*Instructions to follow*: Everything from the line that contains "Tag the reflection" through the final line of the records should be written out exactly, and nothing outside that span.

*Dataset records*:
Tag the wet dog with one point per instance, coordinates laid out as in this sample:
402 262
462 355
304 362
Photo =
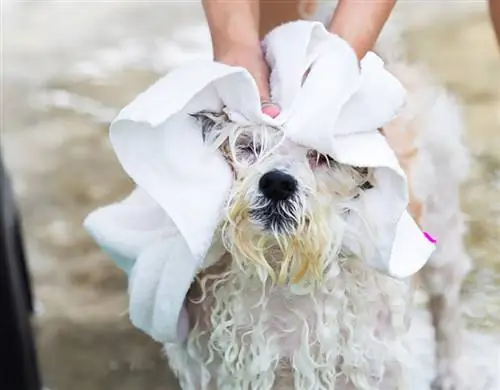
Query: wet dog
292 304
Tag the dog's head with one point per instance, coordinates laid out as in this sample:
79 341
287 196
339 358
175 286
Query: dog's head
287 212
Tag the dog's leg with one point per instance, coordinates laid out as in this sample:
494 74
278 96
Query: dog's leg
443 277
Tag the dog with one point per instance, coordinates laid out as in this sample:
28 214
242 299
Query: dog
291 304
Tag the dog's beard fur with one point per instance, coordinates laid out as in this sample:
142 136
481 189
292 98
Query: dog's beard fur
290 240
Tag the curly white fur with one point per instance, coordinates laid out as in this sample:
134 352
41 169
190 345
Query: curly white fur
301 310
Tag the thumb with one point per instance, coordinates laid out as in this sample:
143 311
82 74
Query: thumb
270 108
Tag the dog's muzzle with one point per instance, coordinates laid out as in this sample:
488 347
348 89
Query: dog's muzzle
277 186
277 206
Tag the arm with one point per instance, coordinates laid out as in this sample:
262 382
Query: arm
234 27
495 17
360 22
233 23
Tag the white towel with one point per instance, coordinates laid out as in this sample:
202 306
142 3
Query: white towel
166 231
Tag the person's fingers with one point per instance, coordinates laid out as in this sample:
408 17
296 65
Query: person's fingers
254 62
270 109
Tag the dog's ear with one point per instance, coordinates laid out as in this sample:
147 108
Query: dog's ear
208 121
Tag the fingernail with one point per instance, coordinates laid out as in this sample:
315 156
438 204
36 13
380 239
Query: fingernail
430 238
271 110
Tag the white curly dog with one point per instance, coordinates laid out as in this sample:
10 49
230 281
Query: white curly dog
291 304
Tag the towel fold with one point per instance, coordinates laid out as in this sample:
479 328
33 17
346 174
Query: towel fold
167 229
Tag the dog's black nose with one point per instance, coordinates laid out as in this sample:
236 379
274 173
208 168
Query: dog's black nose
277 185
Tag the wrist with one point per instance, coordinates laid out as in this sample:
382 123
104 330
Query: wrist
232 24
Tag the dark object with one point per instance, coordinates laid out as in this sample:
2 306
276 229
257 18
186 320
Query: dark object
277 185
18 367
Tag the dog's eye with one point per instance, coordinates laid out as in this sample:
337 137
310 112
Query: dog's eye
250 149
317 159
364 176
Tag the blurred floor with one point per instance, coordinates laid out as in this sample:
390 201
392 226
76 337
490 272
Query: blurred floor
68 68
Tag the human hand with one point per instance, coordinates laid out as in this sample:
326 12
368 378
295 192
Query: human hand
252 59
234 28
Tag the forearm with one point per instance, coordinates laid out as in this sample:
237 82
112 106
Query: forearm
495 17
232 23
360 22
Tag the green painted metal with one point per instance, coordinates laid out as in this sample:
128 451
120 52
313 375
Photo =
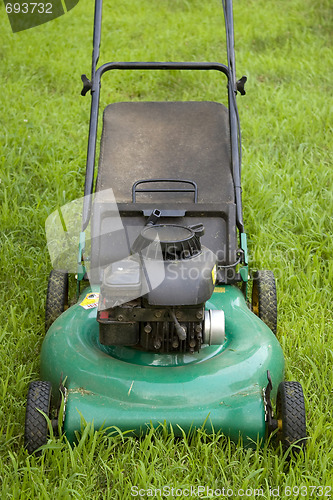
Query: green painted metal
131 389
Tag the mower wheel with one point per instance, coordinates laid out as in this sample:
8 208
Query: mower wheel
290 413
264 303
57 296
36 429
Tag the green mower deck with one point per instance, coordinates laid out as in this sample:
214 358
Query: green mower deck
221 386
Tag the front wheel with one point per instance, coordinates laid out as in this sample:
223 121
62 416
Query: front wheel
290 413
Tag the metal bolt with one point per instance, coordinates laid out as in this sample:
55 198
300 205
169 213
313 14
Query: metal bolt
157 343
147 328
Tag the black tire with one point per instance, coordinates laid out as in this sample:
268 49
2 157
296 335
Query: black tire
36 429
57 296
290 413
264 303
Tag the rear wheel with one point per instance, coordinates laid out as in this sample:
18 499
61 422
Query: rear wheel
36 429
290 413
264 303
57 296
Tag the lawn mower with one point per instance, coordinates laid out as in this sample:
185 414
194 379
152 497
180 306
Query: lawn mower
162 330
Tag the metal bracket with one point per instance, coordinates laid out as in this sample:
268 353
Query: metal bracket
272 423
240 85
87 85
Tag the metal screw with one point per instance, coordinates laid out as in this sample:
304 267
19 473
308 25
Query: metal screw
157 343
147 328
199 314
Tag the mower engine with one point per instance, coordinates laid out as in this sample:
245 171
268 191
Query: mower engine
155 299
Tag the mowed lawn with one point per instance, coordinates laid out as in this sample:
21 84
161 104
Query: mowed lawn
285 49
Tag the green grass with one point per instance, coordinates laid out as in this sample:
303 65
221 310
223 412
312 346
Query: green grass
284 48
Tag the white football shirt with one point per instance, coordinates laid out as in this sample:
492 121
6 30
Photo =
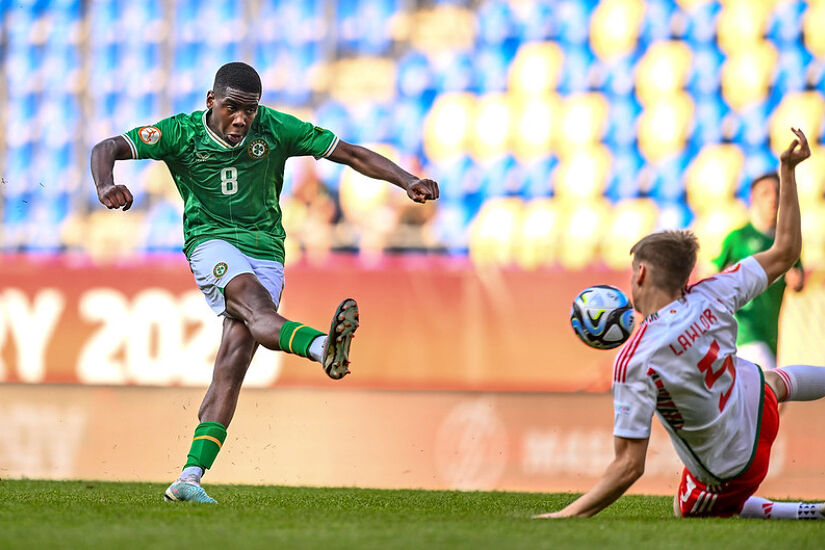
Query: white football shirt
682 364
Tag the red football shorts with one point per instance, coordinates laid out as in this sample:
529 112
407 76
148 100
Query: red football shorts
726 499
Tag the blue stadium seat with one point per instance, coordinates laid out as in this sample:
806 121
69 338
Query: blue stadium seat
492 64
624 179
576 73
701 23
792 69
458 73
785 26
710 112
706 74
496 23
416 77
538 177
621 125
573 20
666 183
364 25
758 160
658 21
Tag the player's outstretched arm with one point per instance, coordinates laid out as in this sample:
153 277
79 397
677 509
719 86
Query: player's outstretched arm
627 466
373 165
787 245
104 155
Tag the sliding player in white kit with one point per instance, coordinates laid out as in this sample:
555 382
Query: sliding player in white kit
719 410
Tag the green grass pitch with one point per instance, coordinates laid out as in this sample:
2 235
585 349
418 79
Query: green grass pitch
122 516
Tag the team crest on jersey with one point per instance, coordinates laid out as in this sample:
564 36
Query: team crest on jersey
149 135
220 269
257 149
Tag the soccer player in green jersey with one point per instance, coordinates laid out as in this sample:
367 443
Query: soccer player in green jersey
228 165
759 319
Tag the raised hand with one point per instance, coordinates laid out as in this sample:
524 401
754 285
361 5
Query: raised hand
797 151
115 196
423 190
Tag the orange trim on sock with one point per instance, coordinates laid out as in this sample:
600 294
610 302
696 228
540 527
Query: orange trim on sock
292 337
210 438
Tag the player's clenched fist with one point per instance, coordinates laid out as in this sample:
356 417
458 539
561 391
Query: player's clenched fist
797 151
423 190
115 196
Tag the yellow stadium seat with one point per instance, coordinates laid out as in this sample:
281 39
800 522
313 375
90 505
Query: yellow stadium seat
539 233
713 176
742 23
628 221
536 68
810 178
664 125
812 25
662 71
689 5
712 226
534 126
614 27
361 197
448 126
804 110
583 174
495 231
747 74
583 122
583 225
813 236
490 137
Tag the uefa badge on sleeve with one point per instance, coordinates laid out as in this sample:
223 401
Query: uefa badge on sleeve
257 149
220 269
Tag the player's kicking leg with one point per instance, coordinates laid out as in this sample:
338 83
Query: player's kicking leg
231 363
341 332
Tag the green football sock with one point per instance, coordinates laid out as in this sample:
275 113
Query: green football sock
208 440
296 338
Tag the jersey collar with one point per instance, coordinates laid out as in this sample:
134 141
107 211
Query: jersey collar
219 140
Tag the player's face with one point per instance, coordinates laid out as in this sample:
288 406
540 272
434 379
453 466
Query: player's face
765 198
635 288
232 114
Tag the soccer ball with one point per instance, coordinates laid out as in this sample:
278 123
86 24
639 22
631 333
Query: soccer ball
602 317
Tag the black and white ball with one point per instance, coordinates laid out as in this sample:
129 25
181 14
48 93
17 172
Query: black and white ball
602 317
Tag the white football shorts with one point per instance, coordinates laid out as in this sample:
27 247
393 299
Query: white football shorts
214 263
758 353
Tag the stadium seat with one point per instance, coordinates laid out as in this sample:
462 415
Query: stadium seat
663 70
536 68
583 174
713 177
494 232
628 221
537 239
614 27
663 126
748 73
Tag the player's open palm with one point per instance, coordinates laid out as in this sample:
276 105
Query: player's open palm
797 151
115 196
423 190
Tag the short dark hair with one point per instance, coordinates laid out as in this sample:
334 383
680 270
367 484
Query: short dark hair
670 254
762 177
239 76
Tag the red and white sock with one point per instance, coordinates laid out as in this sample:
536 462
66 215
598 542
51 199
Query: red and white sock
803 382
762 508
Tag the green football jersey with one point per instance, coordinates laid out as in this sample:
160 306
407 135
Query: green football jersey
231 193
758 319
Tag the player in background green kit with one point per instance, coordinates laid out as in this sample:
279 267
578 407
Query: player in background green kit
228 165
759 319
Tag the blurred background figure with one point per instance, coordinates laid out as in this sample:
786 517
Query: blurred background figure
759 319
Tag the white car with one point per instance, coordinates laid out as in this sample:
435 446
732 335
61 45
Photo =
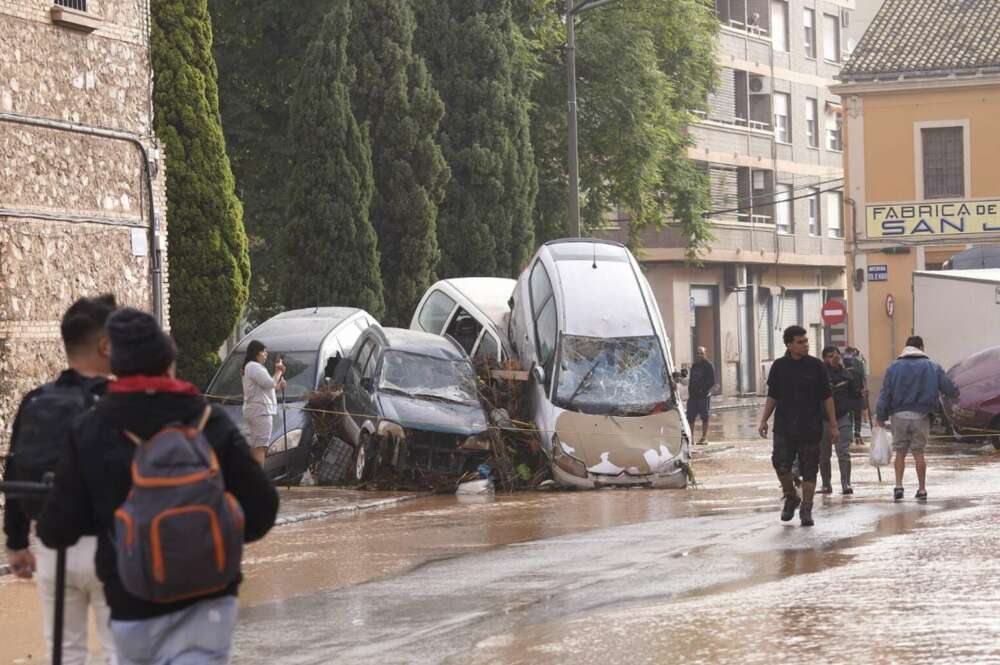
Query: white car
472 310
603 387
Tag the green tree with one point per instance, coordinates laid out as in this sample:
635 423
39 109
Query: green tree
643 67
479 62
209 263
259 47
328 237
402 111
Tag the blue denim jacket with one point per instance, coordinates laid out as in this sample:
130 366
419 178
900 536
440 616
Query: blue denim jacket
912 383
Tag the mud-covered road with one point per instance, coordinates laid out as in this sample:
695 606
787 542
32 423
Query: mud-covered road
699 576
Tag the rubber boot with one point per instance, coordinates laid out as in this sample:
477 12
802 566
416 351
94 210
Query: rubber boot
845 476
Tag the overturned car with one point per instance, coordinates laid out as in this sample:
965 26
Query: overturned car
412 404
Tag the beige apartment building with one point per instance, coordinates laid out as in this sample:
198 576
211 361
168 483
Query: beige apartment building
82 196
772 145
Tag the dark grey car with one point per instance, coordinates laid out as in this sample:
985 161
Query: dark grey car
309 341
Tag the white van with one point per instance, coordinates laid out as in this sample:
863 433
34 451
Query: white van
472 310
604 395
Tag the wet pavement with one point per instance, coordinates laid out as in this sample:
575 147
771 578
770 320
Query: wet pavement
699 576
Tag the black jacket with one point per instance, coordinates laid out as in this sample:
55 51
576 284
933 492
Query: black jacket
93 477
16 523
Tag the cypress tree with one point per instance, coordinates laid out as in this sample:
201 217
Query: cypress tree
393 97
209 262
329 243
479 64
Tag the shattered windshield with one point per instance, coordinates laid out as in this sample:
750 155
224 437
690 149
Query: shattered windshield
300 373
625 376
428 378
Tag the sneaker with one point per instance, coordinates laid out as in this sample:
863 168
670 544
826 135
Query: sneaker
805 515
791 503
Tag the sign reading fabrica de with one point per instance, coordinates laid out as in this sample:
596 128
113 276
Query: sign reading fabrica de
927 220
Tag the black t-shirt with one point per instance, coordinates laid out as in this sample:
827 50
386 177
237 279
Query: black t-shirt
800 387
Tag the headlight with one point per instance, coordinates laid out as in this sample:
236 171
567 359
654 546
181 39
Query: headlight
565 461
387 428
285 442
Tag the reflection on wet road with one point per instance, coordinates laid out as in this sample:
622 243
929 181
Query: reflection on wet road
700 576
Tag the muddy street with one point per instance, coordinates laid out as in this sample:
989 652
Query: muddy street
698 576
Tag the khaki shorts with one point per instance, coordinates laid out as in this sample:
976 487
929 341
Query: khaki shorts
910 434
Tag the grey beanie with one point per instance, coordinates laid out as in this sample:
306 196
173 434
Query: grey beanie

*Solution below*:
Tag the reflection on wet road with one point per instance, coordinates laid out as in this sample:
622 243
929 181
Query: reflection on wet road
700 576
Tag the muddy street with one point per instance, coordinates laid out as in this sample:
989 652
Query: muddy street
698 576
Tag the khaki shorts with one point per instance, coordinates laid out as in this sample:
976 487
929 341
Query: khaki shorts
910 434
Tag the grey beanie with one point per instance, coordinates laid out as in this sample:
306 196
173 434
Query: grey beanie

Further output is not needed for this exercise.